EXERCISE
The lines from the first line of the entries through the line containing "Could you please" are to be repeated exactly, with both of those lines included.

Saved entries:
BEGIN
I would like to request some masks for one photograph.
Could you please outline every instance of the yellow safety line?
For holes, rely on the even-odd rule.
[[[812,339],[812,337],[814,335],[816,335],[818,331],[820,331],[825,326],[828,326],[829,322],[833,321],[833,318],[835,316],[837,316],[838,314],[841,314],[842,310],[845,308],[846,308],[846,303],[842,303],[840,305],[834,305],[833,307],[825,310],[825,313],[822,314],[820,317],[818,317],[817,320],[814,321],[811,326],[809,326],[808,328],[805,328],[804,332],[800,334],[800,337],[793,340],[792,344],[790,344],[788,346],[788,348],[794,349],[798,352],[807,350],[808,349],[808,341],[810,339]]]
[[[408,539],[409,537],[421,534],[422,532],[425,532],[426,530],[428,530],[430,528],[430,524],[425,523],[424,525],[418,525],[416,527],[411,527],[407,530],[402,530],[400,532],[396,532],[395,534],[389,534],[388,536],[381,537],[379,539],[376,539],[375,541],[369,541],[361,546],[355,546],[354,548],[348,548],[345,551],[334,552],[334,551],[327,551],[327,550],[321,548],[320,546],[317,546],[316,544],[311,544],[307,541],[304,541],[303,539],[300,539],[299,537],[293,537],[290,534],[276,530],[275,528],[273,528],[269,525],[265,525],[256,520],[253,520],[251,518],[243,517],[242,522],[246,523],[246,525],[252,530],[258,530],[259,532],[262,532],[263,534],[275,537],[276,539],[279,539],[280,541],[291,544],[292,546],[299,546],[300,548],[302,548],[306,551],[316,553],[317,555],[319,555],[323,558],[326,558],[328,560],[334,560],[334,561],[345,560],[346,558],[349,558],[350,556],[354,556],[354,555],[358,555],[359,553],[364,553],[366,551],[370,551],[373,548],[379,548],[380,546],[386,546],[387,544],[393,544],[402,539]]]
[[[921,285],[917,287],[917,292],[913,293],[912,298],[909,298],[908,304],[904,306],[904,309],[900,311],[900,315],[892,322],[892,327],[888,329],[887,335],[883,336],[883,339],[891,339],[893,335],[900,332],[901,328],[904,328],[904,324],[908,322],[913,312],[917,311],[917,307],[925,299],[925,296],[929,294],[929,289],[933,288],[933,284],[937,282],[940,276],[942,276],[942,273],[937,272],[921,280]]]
END
RESPONSE FOR THIS EXERCISE
I would like to request some masks for one photograph.
Could you please outline every instance of the yellow safety line?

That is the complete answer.